* _Extracted information_:
** START **

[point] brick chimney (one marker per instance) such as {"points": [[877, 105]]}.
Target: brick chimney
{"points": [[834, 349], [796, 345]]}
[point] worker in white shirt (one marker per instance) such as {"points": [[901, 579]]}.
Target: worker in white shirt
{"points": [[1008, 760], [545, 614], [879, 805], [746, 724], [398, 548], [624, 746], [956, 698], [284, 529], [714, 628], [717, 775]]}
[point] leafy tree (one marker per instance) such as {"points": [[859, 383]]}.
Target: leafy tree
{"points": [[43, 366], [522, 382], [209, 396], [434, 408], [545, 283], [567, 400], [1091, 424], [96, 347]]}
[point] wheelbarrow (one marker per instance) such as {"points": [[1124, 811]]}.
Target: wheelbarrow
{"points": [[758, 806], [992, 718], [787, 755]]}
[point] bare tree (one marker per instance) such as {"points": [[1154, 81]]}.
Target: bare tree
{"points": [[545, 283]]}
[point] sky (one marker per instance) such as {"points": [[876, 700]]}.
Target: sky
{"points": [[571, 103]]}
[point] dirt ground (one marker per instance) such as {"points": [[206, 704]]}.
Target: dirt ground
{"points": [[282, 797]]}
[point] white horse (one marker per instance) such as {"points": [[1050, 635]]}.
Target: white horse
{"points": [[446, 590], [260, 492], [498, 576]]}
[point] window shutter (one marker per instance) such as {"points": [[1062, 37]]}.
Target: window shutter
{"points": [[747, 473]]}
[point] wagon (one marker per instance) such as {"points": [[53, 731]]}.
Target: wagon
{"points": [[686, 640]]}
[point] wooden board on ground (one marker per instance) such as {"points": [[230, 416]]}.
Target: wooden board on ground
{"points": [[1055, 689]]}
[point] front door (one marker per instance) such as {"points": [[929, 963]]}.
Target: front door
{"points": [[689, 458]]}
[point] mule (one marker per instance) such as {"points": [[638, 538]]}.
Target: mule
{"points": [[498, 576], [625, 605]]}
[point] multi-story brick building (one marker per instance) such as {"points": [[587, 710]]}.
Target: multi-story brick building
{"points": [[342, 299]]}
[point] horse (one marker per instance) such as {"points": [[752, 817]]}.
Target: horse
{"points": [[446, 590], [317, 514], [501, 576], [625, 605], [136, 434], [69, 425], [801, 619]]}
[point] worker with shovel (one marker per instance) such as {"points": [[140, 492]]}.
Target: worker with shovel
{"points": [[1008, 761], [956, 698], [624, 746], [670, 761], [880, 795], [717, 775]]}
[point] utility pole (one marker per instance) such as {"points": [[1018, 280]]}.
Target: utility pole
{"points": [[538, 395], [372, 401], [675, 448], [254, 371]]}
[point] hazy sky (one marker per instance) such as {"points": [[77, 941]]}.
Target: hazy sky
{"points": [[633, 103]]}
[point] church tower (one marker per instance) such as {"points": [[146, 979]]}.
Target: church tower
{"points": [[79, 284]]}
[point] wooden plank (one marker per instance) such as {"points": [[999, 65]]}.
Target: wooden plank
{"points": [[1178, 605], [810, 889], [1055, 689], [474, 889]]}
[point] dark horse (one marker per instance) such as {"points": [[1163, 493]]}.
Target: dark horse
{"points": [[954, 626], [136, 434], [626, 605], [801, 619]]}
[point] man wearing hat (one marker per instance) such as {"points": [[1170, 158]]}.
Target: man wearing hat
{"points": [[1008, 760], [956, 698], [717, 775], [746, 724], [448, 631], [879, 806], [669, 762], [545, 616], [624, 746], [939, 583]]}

** END **

* _What you should do_: Reproduce the stretch of rows from the line containing "[point] hazy sky" through the end of the rows, changing "church tower" to "steeple" and leaving all else as is.

* _Response_:
[point] hazy sky (one marker per instance) such as {"points": [[77, 941]]}.
Target: hazy sky
{"points": [[633, 103]]}
[point] steeple (one marker per instance) such as {"points": [[146, 979]]}.
Target: steeple
{"points": [[79, 284]]}
[point] wooden plank (one marker per instance) such as {"points": [[999, 65]]}.
Target: wooden plank
{"points": [[1178, 605], [810, 889], [1055, 689], [474, 889]]}
[point] dark horse (one marker per instance) such as {"points": [[1163, 493]]}.
Target: dark horse
{"points": [[954, 626], [136, 434], [626, 605], [801, 619]]}
[point] man wearing hat (one marker per instance) such as {"points": [[1170, 158]]}.
Target: man wearing hat
{"points": [[1008, 760], [956, 698], [717, 775], [746, 724], [448, 631], [879, 806], [669, 762], [545, 616], [624, 746], [939, 583]]}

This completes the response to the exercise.